→ Vorliegender Text:

------------------------------------------------------------------------

Das Landgericht verhandelt gegen einen 50-Jährigen, weil er Kinder mit einem Messer bedroht hat. Er wollte einen Ball.

Böblingen: Marc Schieferecke (eck)

Grafenau - Die Frage nach dem Alkohol ist schon mehrfach gestellt worden, und sie wird noch mehrfach gestellt werden. „Nein“, antwortet die Zeugin, eine Polizistin, während der Vernehmung sei der Angeklagte „nicht angetrunken“ gewesen, „jedenfalls nicht augenscheinlich, er war sehr konzentriert“. Gemessen daran, was über den 50-Jährigen in Gerichtsakten zu lesen ist, wäre dies eine Ausnahme. „Er war besoffen.“ In dieser Deutlichkeit formuliert es ein Polizist, der am Tatort ermittelt hat. „Das habe ich aus den Aussagen der Geschädigten geschlossen.“

 

Das Stuttgarter Landgericht verhandelt gegen den 50-jährigen Mann wegen räuberischer Erpressung. Mit einiger Wahrscheinlichkeit hätte die Akte nie ein Richter in die Hand genommen, denn der Tatablauf ist banal – wären die Opfer keine Kinder gewesen.

------------------------------------------------------------------------

→ Aufgabe:
Bitte schreib den Text über den Prozess vor dem Landgericht von „Das Stuttgarter Landgericht“ bis einschließlich „keine Kinder gewesen.“ neu und ersetze dabei „räuberischer Erpressung“ durch „Nötigung“.

[Gespeicherte Dateneinträge]

------------------------------------------------------------------------

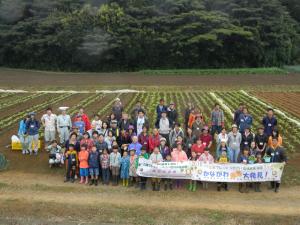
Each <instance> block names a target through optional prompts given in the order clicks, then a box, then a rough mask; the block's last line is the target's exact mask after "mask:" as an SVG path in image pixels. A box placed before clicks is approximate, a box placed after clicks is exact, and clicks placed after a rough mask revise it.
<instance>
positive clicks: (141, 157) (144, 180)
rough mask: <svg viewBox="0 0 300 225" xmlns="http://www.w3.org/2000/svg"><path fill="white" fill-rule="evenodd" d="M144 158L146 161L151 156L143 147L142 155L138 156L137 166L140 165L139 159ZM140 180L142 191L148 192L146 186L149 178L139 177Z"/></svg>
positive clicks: (144, 148) (143, 147) (139, 179)
mask: <svg viewBox="0 0 300 225" xmlns="http://www.w3.org/2000/svg"><path fill="white" fill-rule="evenodd" d="M141 158H144V159H149V154H148V153H147V151H146V148H144V147H142V149H141V154H140V155H139V156H138V160H137V165H136V166H138V165H139V162H138V161H139V159H141ZM139 180H140V189H141V190H146V184H147V177H139Z"/></svg>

------------------------------------------------------------------------

→ Lösung:
Das Stuttgarter Landgericht verhandelt gegen den 50-jährigen Mann wegen Nötigung. Mit einiger Wahrscheinlichkeit hätte die Akte nie ein Richter in die Hand genommen, denn der Tatablauf ist banal – wären die Opfer keine Kinder gewesen.